MATERIALS PROVIDED —
━━━━━━━━━━━━━━━━━━━━━━━━━━━━━━
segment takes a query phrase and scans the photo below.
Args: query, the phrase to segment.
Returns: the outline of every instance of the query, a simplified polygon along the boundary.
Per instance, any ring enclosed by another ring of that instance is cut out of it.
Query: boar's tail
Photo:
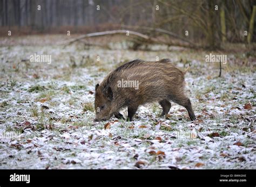
[[[191,66],[191,64],[190,63],[188,67],[187,68],[187,69],[186,69],[186,70],[184,71],[183,71],[183,73],[184,74],[185,74],[186,73],[187,73],[187,71],[188,70],[188,69],[190,69]]]

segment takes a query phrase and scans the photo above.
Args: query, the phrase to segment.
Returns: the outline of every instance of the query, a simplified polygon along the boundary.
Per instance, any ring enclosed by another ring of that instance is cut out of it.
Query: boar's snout
[[[94,119],[94,122],[99,122],[99,121],[106,121],[106,119]]]

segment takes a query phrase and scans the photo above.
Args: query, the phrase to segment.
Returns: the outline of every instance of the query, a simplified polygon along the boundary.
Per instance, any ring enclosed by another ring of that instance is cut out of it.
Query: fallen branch
[[[86,38],[89,38],[89,37],[99,37],[99,36],[103,36],[105,35],[112,35],[112,34],[123,34],[123,33],[126,34],[127,33],[127,31],[126,30],[122,30],[106,31],[103,31],[103,32],[94,32],[92,33],[82,35],[79,37],[74,38],[73,39],[65,41],[64,42],[61,42],[58,45],[69,45],[69,44],[72,44],[74,42],[76,42],[77,41],[82,40]],[[146,35],[145,35],[137,32],[135,32],[135,31],[129,31],[129,35],[130,34],[135,35],[137,35],[137,37],[144,38],[146,40],[149,40],[150,39],[149,37],[147,36]]]
[[[103,35],[113,35],[113,34],[124,34],[124,33],[127,33],[127,31],[129,31],[129,36],[131,35],[134,35],[138,38],[142,38],[142,41],[143,44],[160,44],[160,45],[166,45],[167,46],[176,46],[179,47],[188,47],[188,48],[198,48],[198,47],[195,46],[193,44],[193,43],[190,42],[190,44],[184,44],[182,42],[172,42],[170,41],[166,41],[159,40],[157,38],[150,37],[144,34],[140,33],[138,32],[133,31],[127,31],[125,30],[113,30],[113,31],[106,31],[104,32],[95,32],[89,34],[86,34],[84,35],[82,35],[79,37],[65,41],[63,42],[59,43],[59,45],[68,45],[71,44],[75,42],[80,41],[81,40],[90,37],[100,37]]]
[[[172,37],[173,38],[175,38],[176,39],[178,39],[184,42],[187,42],[190,44],[192,46],[194,46],[195,47],[196,45],[194,44],[193,42],[191,42],[190,41],[186,40],[182,37],[180,37],[179,35],[178,34],[176,34],[173,32],[171,32],[170,31],[165,30],[164,29],[162,28],[152,28],[152,27],[145,27],[145,26],[131,26],[131,25],[124,25],[123,26],[124,28],[138,28],[139,29],[142,29],[142,30],[147,30],[147,31],[155,31],[155,32],[158,32],[159,33],[164,33],[165,34],[167,34],[168,35],[170,35],[171,37]]]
━━━━━━━━━━━━━━━━━━━━━━━━━━━━━━
SET EXERCISE — Rewrite all the records above, replacing "query phrase" with "search phrase" wherever it appears and leaving everything else unchanged. Leave the pictures out of your answer.

ANSWER IN FULL —
segment takes a search phrase and scans the photo below.
Args: query, the phrase to segment.
Returns: the outline of every instance of the query, a simplified polygon along the boundary.
Per instance, any ring enclosed by another ring of that instance is cut out of it.
Query: boar's tail
Photo:
[[[191,66],[191,64],[190,63],[188,67],[187,68],[187,69],[186,69],[186,70],[184,71],[183,71],[183,73],[184,74],[185,74],[186,73],[187,73],[187,71],[188,70],[188,69],[190,69]]]

segment takes a search phrase and scans the photo above.
Args: query, the phrase to segment.
Returns: the outline of every instance of the query, a simplified polygon along the boundary.
Per instance, any ring enclosed by another ring of that instance is cut out of it.
Query: boar's snout
[[[94,119],[94,122],[99,122],[99,121],[106,121],[106,119]]]

segment takes a search phrase and scans the photo above.
Args: query, the phrase to segment.
Returns: the outline of every instance of the query, a simplified polygon along the boundary.
Per instance, any ring enclosed by another ring of that instance is cut out of it.
Query: fallen branch
[[[86,38],[89,38],[89,37],[99,37],[99,36],[103,36],[105,35],[112,35],[112,34],[123,34],[123,33],[126,34],[127,33],[127,31],[126,30],[122,30],[106,31],[103,31],[103,32],[94,32],[92,33],[82,35],[79,37],[74,38],[73,39],[65,41],[64,42],[61,42],[58,45],[69,45],[69,44],[72,44],[74,42],[76,42],[77,41],[82,40]],[[146,35],[145,35],[137,32],[135,32],[135,31],[129,31],[129,35],[130,34],[135,35],[137,35],[137,37],[144,38],[146,40],[149,40],[150,39],[149,37],[147,36]]]
[[[103,35],[113,35],[113,34],[124,34],[124,33],[127,33],[127,31],[129,31],[129,36],[131,35],[134,35],[138,38],[142,38],[142,41],[143,44],[160,44],[160,45],[166,45],[167,46],[176,46],[179,47],[188,47],[188,48],[198,48],[198,47],[195,46],[193,44],[193,43],[190,42],[190,44],[184,44],[182,42],[172,42],[170,41],[166,41],[159,40],[157,38],[150,37],[144,34],[140,33],[138,32],[133,31],[127,31],[125,30],[113,30],[113,31],[106,31],[104,32],[95,32],[89,34],[86,34],[84,35],[82,35],[79,37],[65,41],[63,42],[59,43],[59,45],[68,45],[71,44],[75,42],[80,41],[81,40],[90,37],[100,37]]]
[[[172,37],[173,38],[175,38],[176,39],[178,39],[184,42],[187,42],[190,44],[192,46],[194,46],[195,47],[196,45],[194,44],[193,42],[191,42],[190,41],[186,40],[182,37],[180,37],[179,35],[178,34],[176,34],[173,32],[171,32],[170,31],[165,30],[164,29],[162,28],[152,28],[152,27],[145,27],[145,26],[131,26],[131,25],[124,25],[123,26],[124,28],[138,28],[139,29],[142,29],[142,30],[147,30],[147,31],[155,31],[155,32],[158,32],[159,33],[164,33],[165,34],[167,34],[168,35],[170,35],[171,37]]]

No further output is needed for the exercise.